» **EXERCISE DIRECTIONS**: Write out all the material exactly. Leave nothing out.

A block of data
____________________

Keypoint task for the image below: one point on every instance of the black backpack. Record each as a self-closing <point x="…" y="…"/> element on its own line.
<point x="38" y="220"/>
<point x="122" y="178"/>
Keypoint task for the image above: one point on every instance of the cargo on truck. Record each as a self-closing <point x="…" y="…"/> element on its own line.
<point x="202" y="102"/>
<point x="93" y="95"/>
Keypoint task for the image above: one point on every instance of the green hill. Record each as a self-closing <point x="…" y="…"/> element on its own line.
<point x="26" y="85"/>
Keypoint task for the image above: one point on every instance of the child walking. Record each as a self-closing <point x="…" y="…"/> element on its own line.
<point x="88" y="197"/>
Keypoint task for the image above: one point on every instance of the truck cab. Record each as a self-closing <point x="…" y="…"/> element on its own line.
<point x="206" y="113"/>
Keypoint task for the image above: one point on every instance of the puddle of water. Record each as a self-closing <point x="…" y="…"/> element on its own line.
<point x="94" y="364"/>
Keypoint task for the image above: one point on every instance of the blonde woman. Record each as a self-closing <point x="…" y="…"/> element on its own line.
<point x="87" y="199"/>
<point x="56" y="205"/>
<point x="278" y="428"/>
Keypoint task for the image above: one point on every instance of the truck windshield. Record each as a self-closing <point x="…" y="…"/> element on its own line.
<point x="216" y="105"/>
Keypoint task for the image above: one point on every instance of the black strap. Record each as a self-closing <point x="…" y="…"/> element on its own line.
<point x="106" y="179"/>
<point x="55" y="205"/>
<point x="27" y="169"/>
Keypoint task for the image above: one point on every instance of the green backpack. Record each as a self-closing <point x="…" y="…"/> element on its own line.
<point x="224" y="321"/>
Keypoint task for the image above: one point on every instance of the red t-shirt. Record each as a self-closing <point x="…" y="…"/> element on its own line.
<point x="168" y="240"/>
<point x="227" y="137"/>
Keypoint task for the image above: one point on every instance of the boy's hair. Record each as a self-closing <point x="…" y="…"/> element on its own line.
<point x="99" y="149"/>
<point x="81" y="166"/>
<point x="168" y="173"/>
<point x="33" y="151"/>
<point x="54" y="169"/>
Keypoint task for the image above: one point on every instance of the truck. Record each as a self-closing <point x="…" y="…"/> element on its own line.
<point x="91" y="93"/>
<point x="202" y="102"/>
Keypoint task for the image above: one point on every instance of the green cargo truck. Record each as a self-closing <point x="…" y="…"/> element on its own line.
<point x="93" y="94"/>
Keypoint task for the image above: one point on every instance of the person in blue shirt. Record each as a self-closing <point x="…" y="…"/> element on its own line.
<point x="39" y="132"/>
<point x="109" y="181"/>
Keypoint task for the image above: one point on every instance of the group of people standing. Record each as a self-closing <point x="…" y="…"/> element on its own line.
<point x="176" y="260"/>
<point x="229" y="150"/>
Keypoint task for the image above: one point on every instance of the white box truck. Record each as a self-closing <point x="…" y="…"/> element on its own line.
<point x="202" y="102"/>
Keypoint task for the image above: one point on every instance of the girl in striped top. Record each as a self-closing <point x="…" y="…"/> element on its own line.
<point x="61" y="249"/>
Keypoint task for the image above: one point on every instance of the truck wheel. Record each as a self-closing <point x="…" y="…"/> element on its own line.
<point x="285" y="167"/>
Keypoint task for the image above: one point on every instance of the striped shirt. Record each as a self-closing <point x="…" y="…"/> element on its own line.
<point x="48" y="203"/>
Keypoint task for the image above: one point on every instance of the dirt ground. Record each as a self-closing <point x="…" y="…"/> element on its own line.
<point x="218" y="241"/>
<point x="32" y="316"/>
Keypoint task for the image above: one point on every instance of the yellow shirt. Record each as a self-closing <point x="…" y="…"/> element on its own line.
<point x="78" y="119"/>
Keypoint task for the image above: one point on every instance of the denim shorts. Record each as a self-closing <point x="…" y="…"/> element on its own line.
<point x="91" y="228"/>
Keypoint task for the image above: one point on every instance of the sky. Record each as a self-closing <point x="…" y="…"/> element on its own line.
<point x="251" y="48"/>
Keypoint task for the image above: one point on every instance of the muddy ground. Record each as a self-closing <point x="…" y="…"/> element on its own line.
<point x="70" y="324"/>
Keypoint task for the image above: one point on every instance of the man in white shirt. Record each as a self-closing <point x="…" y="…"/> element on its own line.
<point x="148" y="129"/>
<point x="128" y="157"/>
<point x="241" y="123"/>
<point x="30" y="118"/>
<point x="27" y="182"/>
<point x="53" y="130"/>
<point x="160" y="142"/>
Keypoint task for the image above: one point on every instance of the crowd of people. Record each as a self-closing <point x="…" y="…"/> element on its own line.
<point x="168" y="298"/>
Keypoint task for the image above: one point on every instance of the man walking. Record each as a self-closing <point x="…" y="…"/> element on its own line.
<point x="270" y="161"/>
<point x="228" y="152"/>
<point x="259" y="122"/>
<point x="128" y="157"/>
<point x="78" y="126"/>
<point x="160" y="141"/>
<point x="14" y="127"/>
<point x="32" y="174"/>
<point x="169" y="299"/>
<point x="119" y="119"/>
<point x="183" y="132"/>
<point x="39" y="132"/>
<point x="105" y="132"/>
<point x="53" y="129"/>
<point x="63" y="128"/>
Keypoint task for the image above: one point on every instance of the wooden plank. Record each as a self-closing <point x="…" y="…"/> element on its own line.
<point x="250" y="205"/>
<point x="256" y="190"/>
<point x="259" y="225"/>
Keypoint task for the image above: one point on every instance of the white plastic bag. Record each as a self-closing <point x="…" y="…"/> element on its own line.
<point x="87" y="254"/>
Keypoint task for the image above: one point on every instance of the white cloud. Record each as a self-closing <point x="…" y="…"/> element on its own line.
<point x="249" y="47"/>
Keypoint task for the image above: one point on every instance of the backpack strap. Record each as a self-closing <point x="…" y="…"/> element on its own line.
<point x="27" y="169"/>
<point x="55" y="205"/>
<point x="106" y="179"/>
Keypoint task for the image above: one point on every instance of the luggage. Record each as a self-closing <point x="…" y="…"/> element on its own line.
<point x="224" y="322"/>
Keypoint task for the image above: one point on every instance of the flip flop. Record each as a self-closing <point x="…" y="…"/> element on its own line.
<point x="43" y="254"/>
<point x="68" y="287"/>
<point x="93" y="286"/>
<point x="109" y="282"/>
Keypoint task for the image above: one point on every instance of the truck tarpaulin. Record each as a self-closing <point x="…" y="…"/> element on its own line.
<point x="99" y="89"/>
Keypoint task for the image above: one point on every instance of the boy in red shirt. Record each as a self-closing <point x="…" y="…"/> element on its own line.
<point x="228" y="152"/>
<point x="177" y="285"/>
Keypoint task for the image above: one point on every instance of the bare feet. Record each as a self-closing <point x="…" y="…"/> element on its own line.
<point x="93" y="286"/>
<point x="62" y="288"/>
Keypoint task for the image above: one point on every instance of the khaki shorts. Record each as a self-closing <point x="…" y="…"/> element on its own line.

____________________

» **RIGHT ANSWER**:
Keypoint task for the image below: one point on every instance of the black backpack. Record each as a self-closing <point x="…" y="…"/> element on its own line.
<point x="38" y="220"/>
<point x="122" y="178"/>
Keypoint task for the image above: one point on every instance of the cargo on truck. Record each as a self-closing <point x="…" y="…"/> element on its own line.
<point x="202" y="102"/>
<point x="93" y="95"/>
Keypoint task for the image above: one point on every instance of the green hill. Record each as a self-closing <point x="…" y="…"/> element on its own line.
<point x="26" y="85"/>
Keypoint task for the image above: one point on every instance of the child walking. Record each as a self-closing <point x="…" y="…"/> element on its own line.
<point x="88" y="197"/>
Keypoint task for the image above: one point on every instance of the truck cab. Record each as a self-closing <point x="…" y="…"/> element on its own line.
<point x="206" y="113"/>
Keypoint task for the image above: one point on every instance of the puddle of water. Record each as a self-closing <point x="…" y="…"/> element on its own line.
<point x="94" y="364"/>
Keypoint task for the image above: one point on every instance of the blonde woman. Record each as a self-closing <point x="…" y="…"/> element on its own line.
<point x="87" y="199"/>
<point x="56" y="205"/>
<point x="278" y="428"/>
Keypoint task for the image above: one point on every instance of the truck windshield. Record each as a self-closing <point x="…" y="…"/> element on its own line.
<point x="216" y="105"/>
Keypoint task for the image above: one point on every instance of the black strap. Record each as a self-closing <point x="…" y="…"/> element on its own line.
<point x="106" y="179"/>
<point x="55" y="205"/>
<point x="27" y="169"/>
Keypoint task for the image above: one point on every instance of the green backpack. Record each as a self-closing <point x="…" y="…"/> element on its own line.
<point x="224" y="321"/>
Keypoint task for the image above: one point on every instance of the red t-shirt. Record each as a self-closing <point x="…" y="…"/> element on its own line.
<point x="168" y="240"/>
<point x="227" y="137"/>
Keypoint task for the image above: one point on every instance of the boy's hair. Record each as a self-closing <point x="…" y="…"/> element on its own line.
<point x="99" y="149"/>
<point x="81" y="166"/>
<point x="168" y="173"/>
<point x="33" y="151"/>
<point x="54" y="169"/>
Keypoint task for the image above: one point on every instance of the truck. Record each as a self-closing <point x="…" y="…"/> element on its own line.
<point x="91" y="93"/>
<point x="202" y="102"/>
Keypoint task for the image above: one point on every instance of the green cargo truck. Record each as a self-closing <point x="…" y="…"/> element on its own line.
<point x="93" y="94"/>
Keypoint task for the image above: one point on every instance of the person in blue shirt. Record each as a self-closing <point x="…" y="…"/> element on its own line.
<point x="39" y="132"/>
<point x="109" y="181"/>
Keypoint task for the image above: one point on every instance of the group of people standing. Record each as a self-closing <point x="…" y="…"/> element on its own line.
<point x="176" y="260"/>
<point x="229" y="150"/>
Keypoint task for the image above: one point on every instance of the white box truck. Record each as a self-closing <point x="…" y="…"/> element on its own line.
<point x="202" y="102"/>
Keypoint task for the image above: one point on every instance of the girl in striped top. Record each as a self-closing <point x="…" y="…"/> element on its own line.
<point x="61" y="249"/>
Keypoint task for the image above: one point on every instance of the truck wheel. Record each as a self-closing <point x="…" y="…"/> element on its own line.
<point x="285" y="167"/>
Keypoint task for the image above: one point on every instance of the striped shirt. Record each as a self-closing <point x="…" y="…"/> element on its own line.
<point x="48" y="203"/>
Keypoint task for the image above: one point on every instance of the dirt ground. Record each as a self-closing <point x="…" y="…"/> element on its own line.
<point x="218" y="241"/>
<point x="32" y="316"/>
Keypoint task for the image above: one point on every instance of the yellow shirt. Record each as a self-closing <point x="…" y="…"/> element on its own line.
<point x="78" y="119"/>
Keypoint task for the image above: one point on every instance of the denim shorts. Record each as a self-closing <point x="…" y="…"/> element on its own line.
<point x="91" y="228"/>
Keypoint task for the image above: one point on every instance of the sky. Record each as a self-closing <point x="…" y="…"/> element on its own line.
<point x="251" y="48"/>
Keypoint task for the image above: one point on every instance of the muddy ground. Record each as a self-closing <point x="…" y="…"/> element on its own line.
<point x="70" y="324"/>
Keypoint task for the image above: one point on every instance of the man in white shirt. Record each as a self-closing <point x="…" y="…"/> element on its own line.
<point x="148" y="129"/>
<point x="128" y="157"/>
<point x="241" y="123"/>
<point x="30" y="118"/>
<point x="27" y="182"/>
<point x="53" y="130"/>
<point x="160" y="142"/>
Keypoint task for the image above: one point on every instance of the crowd of people. Record each as a self-closing <point x="…" y="…"/> element on its own line.
<point x="168" y="298"/>
Keypoint task for the image above: one point on every instance of the man walking. Record each as a self-closing <point x="…" y="…"/> element on its own line.
<point x="270" y="161"/>
<point x="228" y="152"/>
<point x="259" y="122"/>
<point x="128" y="157"/>
<point x="78" y="126"/>
<point x="160" y="141"/>
<point x="14" y="127"/>
<point x="32" y="174"/>
<point x="169" y="299"/>
<point x="119" y="119"/>
<point x="183" y="132"/>
<point x="39" y="132"/>
<point x="105" y="132"/>
<point x="53" y="129"/>
<point x="63" y="128"/>
Keypoint task for the image above: one point on every instance of the wooden plank. Record each as a self-closing <point x="…" y="…"/> element on its own line.
<point x="250" y="205"/>
<point x="256" y="190"/>
<point x="259" y="225"/>
Keypoint task for the image above: one point on every instance of the white plastic bag. Record each as a self-closing <point x="…" y="…"/> element on its own line.
<point x="87" y="254"/>
Keypoint task for the image above: one point on every instance of the white cloud. Record each as a self-closing <point x="…" y="…"/> element on its own line.
<point x="249" y="47"/>
Keypoint task for the image above: one point on every instance of the backpack strap. Record each as a self-closing <point x="…" y="…"/> element on its own line.
<point x="27" y="169"/>
<point x="55" y="205"/>
<point x="106" y="179"/>
Keypoint task for the image above: one point on every instance of the luggage. Record each as a self-closing <point x="…" y="…"/> element on its own line.
<point x="224" y="322"/>
Keypoint task for the image above: one point on every instance of the flip flop. Record each as a self-closing <point x="…" y="…"/> element on its own line.
<point x="43" y="254"/>
<point x="68" y="287"/>
<point x="93" y="286"/>
<point x="109" y="282"/>
Keypoint task for the image above: one point on every instance of the truck tarpaulin. Record each as a self-closing <point x="…" y="…"/> element on its own line.
<point x="99" y="89"/>
Keypoint task for the image above: one point on every instance of the boy in red shirt. Record each as a self-closing <point x="…" y="…"/> element on its own line.
<point x="228" y="152"/>
<point x="177" y="285"/>
Keypoint task for the image above: one point on every instance of the bare feet. Record each as a self-closing <point x="…" y="…"/> element on its own line.
<point x="93" y="286"/>
<point x="62" y="288"/>
Keypoint task for the image above: one point on every instance of the khaki shorts. Record each as a self-closing <point x="…" y="…"/> element on its own line.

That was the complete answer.